The general definition of detoxification is to remove poison or the effects of poison from a system. In substance abuse treatment the term is used in a similar manner; drugs or the effect of drugs are removed from the body. There are numerous detoxification programs, and each has a slightly different approach, but most follow a similar procedure. |
A patient will be asked numerous questions by a doctor or other staff member, so that they can determine if detoxification is needed or how to handle the detoxification process.
There are also numerous alternative detoxification programs. Many of these are based on the idea that medication is not needed as long as you understand the body and provide your body with the nutrients it needs to cleanse itself. It should be understood that some drugs are dangerous if they are stopped immediately. For example, some stimulants and sedatives can cause seizures, so it is always important that a health professional helps you set up a plan and monitors your progress.

Tasks to perform =>
**1.** What can happen if some stimulants and sedatives are stopped immediately, according to the detoxification passage?
**2.** Do these statements agree with the detoxification passage? (a) Most detoxification programs follow a similar procedure. (b) Alternative detoxification programs rely mainly on medication. (c) A doctor or other staff member asks the patient questions. Answer yes or no for each and quote the words from the passage that decide it.
**3.** Extend the detoxification passage, starting after its last sentence.
The rows that come next have nothing to do with the detoxification passage.

Listed records =>
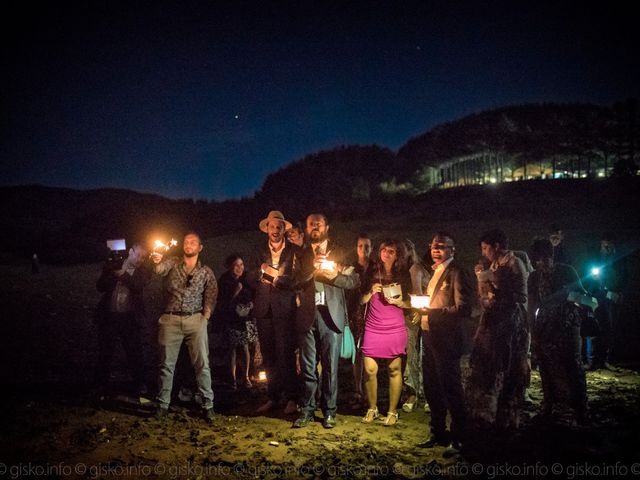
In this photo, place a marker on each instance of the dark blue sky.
(204, 99)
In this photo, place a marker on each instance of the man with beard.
(321, 318)
(450, 304)
(274, 309)
(190, 291)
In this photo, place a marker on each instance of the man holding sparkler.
(321, 318)
(449, 290)
(190, 291)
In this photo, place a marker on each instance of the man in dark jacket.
(321, 318)
(274, 308)
(120, 312)
(450, 291)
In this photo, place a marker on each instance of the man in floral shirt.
(190, 291)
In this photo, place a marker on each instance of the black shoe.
(161, 413)
(208, 414)
(434, 441)
(302, 421)
(454, 448)
(329, 421)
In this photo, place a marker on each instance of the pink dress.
(385, 334)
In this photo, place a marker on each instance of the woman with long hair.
(385, 333)
(233, 310)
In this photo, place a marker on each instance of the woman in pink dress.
(385, 334)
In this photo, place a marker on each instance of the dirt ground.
(54, 425)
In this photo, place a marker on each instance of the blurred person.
(555, 325)
(556, 237)
(120, 313)
(190, 292)
(274, 310)
(607, 282)
(499, 364)
(450, 291)
(385, 333)
(295, 234)
(321, 318)
(355, 312)
(233, 312)
(412, 375)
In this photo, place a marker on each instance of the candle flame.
(420, 301)
(160, 245)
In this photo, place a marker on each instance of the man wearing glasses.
(450, 290)
(190, 292)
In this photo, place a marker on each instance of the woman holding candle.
(385, 333)
(233, 310)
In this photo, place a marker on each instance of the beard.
(318, 237)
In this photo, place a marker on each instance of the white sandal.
(391, 419)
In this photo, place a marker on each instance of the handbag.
(348, 347)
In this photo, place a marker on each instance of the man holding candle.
(274, 309)
(450, 290)
(321, 318)
(190, 290)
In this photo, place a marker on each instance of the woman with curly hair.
(385, 334)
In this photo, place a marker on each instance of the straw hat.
(274, 215)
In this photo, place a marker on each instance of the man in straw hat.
(274, 309)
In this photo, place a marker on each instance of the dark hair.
(541, 248)
(495, 236)
(315, 214)
(443, 234)
(297, 226)
(230, 260)
(193, 232)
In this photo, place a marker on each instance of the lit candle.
(420, 301)
(327, 264)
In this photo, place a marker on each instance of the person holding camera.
(120, 312)
(190, 292)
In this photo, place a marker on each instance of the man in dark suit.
(321, 318)
(274, 309)
(120, 313)
(450, 290)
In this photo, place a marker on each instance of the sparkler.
(160, 245)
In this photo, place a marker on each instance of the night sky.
(204, 99)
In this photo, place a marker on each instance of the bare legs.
(394, 370)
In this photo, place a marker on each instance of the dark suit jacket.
(136, 283)
(334, 291)
(451, 300)
(280, 299)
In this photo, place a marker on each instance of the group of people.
(299, 292)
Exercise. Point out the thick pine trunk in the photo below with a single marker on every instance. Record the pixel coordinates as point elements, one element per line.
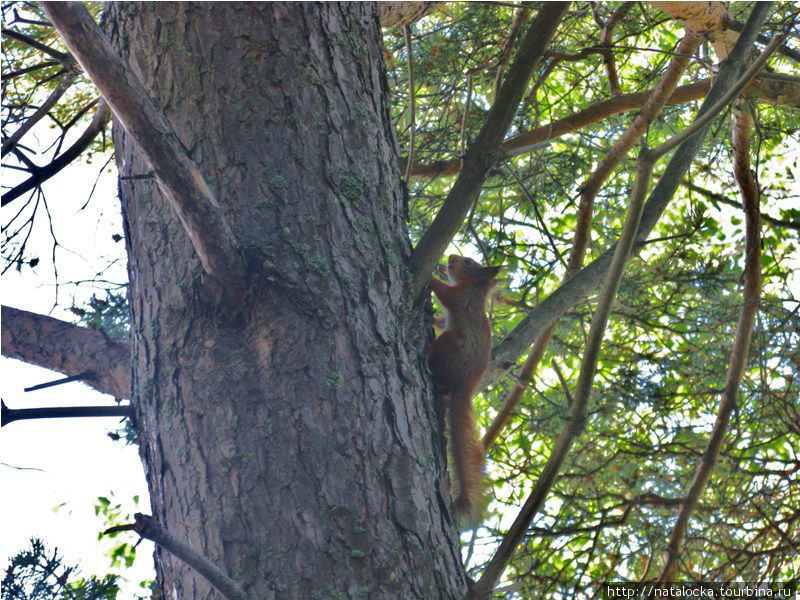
<point>291,438</point>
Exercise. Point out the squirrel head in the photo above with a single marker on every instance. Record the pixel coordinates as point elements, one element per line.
<point>461,269</point>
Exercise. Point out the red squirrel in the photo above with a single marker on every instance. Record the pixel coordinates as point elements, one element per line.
<point>458,359</point>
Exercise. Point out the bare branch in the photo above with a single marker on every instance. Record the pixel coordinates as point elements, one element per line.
<point>412,94</point>
<point>722,102</point>
<point>741,345</point>
<point>404,13</point>
<point>64,59</point>
<point>69,349</point>
<point>774,89</point>
<point>652,107</point>
<point>42,174</point>
<point>576,417</point>
<point>150,529</point>
<point>725,200</point>
<point>483,152</point>
<point>583,283</point>
<point>185,188</point>
<point>50,102</point>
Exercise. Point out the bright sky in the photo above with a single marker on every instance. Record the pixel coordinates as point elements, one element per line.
<point>52,471</point>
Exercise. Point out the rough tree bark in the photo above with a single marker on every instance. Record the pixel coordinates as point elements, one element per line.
<point>290,438</point>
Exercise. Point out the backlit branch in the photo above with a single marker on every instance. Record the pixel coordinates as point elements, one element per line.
<point>741,345</point>
<point>185,188</point>
<point>589,191</point>
<point>771,88</point>
<point>583,283</point>
<point>482,154</point>
<point>41,174</point>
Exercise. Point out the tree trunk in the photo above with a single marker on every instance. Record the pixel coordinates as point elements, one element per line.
<point>291,438</point>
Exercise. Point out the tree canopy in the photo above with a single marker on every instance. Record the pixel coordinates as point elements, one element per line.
<point>617,80</point>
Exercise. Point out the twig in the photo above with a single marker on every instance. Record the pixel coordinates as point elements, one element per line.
<point>712,112</point>
<point>576,417</point>
<point>741,345</point>
<point>652,107</point>
<point>42,174</point>
<point>412,100</point>
<point>50,102</point>
<point>185,188</point>
<point>725,200</point>
<point>584,282</point>
<point>64,59</point>
<point>483,151</point>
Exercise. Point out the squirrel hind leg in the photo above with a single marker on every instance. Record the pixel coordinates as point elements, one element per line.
<point>467,455</point>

Answers by item =>
**1.** They can cause seizures.

**2.**
(a) Yes: "most follow a similar procedure"
(b) No: "medication is not needed as long as you understand the body and provide your body with the nutrients it needs to cleanse itself"
(c) Yes: "A patient will be asked numerous questions by a doctor or other staff member"

**3.**
Many detoxification programs are in conjunction with a larger program that helps an individual in numerous aspects of their lives. Most substance abuse treatment specialists view detoxification as only the first step in a process that will help the individual achieve a lifestyle in which drug use will not occur again. Experts say that other help is needed because often substance abusers have what is known as a dual diagnosis. This means that while drug abuse may be the obvious problem in a person’s life, there is often another underlying problem such as depression or bi-polar disorder. So detoxification is only the first part of finding out how to treat a person so that drug use will not happen again.